ACTION ITEM
Could the entries below be reproduced exactly, with the images removed?

━━━ DATASET EXTRACT ━━━

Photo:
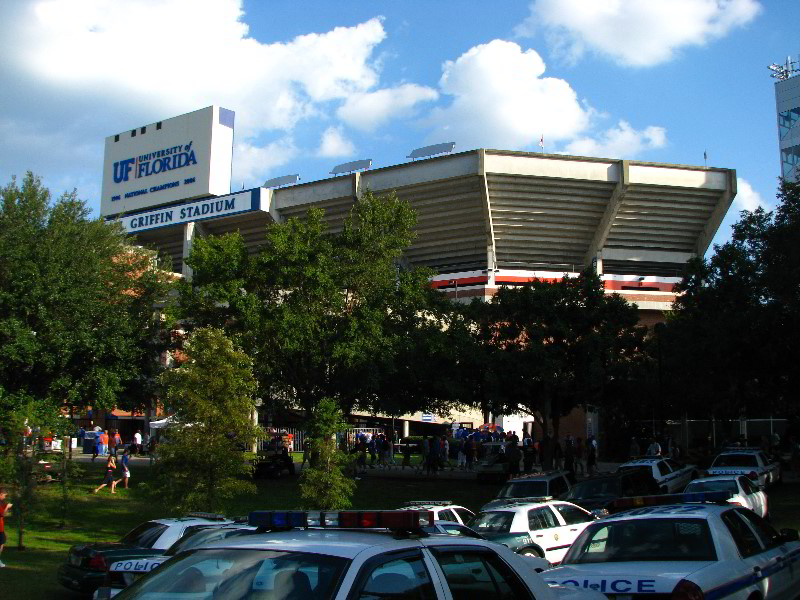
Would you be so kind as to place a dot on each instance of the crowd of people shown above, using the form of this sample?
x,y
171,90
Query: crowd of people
x,y
462,449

━━━

RESULT OF THIS EXERCISE
Photo:
Would you be so kind as to place a dot on each instance of the crowd of people shown above, using the form of this sample?
x,y
171,90
Query: crowd of people
x,y
462,449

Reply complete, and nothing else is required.